Copy the rows below word for word, starting at the line that contains "point_to marks one point per instance of the throw" and ending with the line that contains "column 385, row 118", both included.

:::::

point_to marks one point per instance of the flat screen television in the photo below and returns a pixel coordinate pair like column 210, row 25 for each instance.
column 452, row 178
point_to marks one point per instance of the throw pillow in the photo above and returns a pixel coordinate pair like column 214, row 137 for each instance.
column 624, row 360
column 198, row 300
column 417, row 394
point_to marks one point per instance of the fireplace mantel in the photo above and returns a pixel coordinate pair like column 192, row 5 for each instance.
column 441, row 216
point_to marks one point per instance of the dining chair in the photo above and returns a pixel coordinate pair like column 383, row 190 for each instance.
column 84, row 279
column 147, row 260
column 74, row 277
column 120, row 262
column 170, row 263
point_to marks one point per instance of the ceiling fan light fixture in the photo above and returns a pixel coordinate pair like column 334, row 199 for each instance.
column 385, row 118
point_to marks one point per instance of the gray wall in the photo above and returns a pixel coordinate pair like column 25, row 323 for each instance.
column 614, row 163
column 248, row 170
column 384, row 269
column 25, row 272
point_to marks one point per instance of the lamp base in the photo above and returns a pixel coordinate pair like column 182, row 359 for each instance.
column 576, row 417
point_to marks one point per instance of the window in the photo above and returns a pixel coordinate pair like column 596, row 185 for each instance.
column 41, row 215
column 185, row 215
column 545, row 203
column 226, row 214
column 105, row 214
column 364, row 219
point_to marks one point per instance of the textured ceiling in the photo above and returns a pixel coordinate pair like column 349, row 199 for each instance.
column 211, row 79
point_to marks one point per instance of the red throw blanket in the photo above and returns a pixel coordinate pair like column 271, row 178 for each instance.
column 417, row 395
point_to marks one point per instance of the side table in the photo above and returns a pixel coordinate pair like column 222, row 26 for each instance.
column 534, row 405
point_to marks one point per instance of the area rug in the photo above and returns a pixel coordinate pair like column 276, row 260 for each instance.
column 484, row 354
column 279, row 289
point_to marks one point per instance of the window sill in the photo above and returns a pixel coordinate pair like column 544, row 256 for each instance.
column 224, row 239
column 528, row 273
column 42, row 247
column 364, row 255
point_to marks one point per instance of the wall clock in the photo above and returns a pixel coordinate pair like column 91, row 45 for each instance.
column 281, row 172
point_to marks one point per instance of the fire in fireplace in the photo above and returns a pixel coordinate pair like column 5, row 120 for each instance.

:::::

RESULT FOR THIS TASK.
point_to marks one point per instance of the throw pillow in the photo above and returns a pixel coordinate pair like column 214, row 137 for each instance.
column 624, row 360
column 198, row 300
column 417, row 394
point_to marks one point per instance of the fireplace mantel in the photo above and returns a pixel coordinate pair like column 192, row 5 for each instance.
column 441, row 216
point_to marks one point per instance of the dining chair in the photo above and returns a pixel coordinate pair like column 383, row 190 for each instance.
column 84, row 279
column 147, row 260
column 74, row 277
column 120, row 262
column 170, row 263
point_to marks one point per instance of the ceiling fan light fixture in the photo above and returns a pixel coordinate pair like column 334, row 199 for each instance.
column 385, row 118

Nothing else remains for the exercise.